Extrait du texte:

Jeudi 8 novembre 2018

 

Sigiriya abrite le site archéologique du Rocher du lion, une ancienne citadelle abandonnée puis redécouverte au début du 20è siècle par des archéologues britanniques. L'endroit est inscrit au patrimoine mondial de l'UNESCO depuis 1982, et est l'un des lieux touristiques incontournables du Sri Lanka. Le bloc de gneiss rougeâtre qui affleure ainsi de la jungle environnante culmine à 200 mètres et a été aménagé afin de permettre son ascension. Il me faudra une fois de plus faire preuve d'imagination afin de concevoir cette ancien palais royal médiéval dont il ne reste désormais que des vestiges.

Cette année, la mousson a débuté plus tôt que prévu et a donné lieu hier soir à des pluies torrentielles. Ce matin, le ciel s'est apaisé mais reste encore plombé et menace de gâcher notre journée. Une demi-heure de route sépare Dambulla de Sigiriya et c'est en début de matinée que nous arrivons sur le lieu de notre visite. Plusieurs cars de tourisme ont déjà déversé leurs flots de passagers et quelques gouttes de pluie tombent ici et là. Chaminda me suggère de débuter la visite par le musée de Sigiriya, qui restitue l'histoire du rocher du lion, avec la présentation de maquettes et des objets issus des fouilles réalisées (céramiques et statues), sans oublier la reproduction des célèbres fresques des demoiselles. Sur place, il est malheureusement interdit de prendre des photos mais cela vaut la peine de s'attarder devant les nombreux panneaux d'information disposés dans les salles et de prendre le temps de regarder une courte vidéo reconstituant en images 3D l'ancien palais tel qu'il était du temps du règne Kassapa, le fondateur de Sigiriya.

Consigne: Réécrivez le passage du texte sur Sigiriya qui va de « Jeudi 8 novembre » jusqu'à « que des vestiges. », en remplaçant « gneiss » par « granit ». Les items ne servent pas pour cet exercice.

Enregistrements de formes étiquetées:
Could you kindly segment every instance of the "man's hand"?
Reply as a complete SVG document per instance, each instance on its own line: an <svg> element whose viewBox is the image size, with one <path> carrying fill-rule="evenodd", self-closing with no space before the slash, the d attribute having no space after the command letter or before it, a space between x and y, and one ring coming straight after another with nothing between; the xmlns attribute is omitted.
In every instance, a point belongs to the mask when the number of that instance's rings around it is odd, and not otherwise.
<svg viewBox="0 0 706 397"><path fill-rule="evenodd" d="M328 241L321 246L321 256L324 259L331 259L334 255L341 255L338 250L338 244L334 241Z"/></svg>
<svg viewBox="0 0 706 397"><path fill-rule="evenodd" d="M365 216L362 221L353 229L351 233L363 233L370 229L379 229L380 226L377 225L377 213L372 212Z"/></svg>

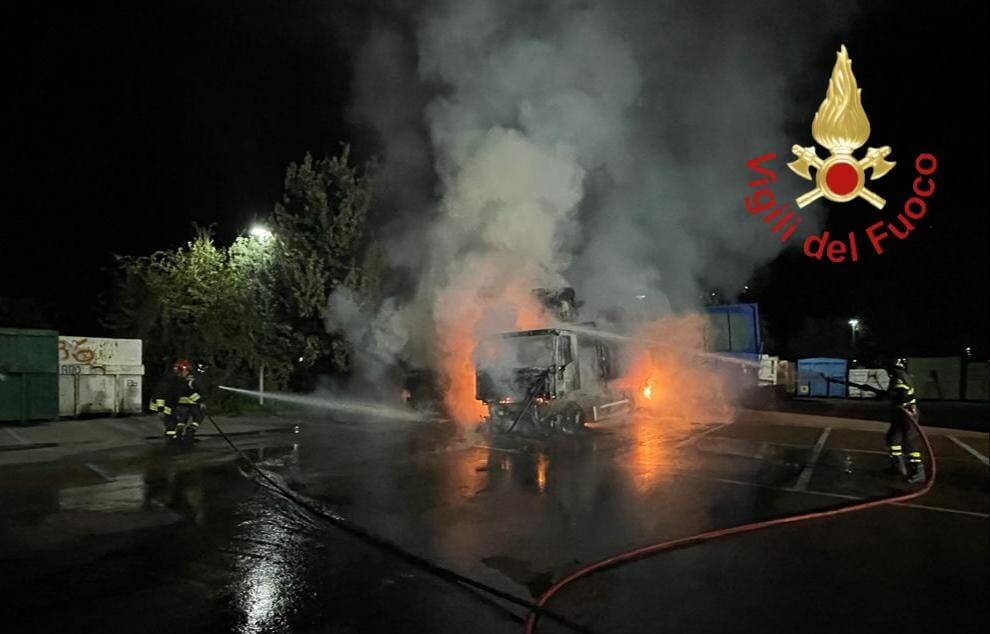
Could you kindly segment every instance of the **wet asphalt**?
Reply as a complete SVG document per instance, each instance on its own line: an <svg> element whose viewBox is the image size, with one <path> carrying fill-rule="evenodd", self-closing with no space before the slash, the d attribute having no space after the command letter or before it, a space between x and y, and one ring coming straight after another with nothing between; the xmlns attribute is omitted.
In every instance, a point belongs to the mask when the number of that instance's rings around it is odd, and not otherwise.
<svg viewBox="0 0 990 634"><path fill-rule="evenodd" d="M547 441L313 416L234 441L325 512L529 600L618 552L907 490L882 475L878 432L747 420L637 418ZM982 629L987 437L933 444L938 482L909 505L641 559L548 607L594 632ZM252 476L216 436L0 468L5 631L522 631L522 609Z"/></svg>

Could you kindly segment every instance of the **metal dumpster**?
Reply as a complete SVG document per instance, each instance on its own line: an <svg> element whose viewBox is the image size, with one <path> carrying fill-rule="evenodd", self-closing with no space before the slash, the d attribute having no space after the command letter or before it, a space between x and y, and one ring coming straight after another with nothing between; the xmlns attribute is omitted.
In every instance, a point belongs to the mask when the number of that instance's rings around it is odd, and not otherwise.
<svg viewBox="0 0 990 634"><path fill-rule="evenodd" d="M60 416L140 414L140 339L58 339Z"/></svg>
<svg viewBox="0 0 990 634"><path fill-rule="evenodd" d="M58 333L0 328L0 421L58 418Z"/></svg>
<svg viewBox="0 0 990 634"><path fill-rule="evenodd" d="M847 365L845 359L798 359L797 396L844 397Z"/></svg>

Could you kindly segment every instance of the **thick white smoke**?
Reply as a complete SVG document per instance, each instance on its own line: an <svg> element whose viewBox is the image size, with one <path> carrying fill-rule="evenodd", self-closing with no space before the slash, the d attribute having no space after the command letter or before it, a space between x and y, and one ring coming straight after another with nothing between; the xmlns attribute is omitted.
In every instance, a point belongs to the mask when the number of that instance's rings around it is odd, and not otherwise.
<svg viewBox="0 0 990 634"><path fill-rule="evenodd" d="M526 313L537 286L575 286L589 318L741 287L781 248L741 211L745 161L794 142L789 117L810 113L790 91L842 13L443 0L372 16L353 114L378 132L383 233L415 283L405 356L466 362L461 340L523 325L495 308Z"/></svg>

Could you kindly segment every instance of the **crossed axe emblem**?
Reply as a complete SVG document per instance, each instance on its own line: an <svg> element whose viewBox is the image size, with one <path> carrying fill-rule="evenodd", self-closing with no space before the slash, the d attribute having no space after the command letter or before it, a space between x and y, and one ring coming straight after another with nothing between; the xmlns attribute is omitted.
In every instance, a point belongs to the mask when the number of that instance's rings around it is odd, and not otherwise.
---
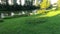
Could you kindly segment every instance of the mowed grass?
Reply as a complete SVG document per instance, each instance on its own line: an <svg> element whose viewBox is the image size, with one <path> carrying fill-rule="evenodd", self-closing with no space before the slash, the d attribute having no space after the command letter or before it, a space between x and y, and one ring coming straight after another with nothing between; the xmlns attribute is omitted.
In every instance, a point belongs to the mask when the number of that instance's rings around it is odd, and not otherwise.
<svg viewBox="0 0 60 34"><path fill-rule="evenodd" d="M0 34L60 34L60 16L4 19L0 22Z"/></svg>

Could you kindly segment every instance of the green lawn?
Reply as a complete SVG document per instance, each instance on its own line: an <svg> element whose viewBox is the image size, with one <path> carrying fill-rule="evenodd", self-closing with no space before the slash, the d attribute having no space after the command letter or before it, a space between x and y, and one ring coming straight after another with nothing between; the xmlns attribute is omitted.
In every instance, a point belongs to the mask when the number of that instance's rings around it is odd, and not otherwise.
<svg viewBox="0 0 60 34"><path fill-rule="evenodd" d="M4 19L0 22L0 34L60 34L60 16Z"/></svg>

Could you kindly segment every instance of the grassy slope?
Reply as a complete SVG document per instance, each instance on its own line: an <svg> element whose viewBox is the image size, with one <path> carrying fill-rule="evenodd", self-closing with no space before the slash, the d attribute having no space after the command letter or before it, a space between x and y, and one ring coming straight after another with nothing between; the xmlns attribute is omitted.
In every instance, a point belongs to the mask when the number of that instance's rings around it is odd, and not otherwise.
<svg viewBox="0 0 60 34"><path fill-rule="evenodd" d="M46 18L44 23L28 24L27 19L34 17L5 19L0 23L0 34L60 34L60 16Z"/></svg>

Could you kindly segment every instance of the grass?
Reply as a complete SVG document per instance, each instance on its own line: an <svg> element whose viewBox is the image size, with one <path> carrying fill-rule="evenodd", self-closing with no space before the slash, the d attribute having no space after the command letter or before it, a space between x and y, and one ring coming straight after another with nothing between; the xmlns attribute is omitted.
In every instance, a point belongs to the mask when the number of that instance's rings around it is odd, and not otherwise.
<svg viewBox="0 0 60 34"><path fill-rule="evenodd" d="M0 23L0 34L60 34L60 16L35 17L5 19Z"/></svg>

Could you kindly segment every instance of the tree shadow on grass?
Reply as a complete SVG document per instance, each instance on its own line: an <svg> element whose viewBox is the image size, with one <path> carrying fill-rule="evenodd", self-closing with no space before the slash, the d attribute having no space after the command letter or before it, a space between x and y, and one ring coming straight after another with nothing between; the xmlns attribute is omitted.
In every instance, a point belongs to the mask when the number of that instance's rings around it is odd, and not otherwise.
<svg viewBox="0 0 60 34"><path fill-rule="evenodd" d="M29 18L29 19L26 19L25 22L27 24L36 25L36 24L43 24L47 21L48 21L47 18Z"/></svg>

Réponse complète:
Jeudi 8 novembre 2018

 

Sigiriya abrite le site archéologique du Rocher du lion, une ancienne citadelle abandonnée puis redécouverte au début du 20è siècle par des archéologues britanniques. L'endroit est inscrit au patrimoine mondial de l'UNESCO depuis 1982, et est l'un des lieux touristiques incontournables du Sri Lanka. Le bloc de granit rougeâtre qui affleure ainsi de la jungle environnante culmine à 200 mètres et a été aménagé afin de permettre son ascension. Il me faudra une fois de plus faire preuve d'imagination afin de concevoir cette ancien palais royal médiéval dont il ne reste désormais que des vestiges.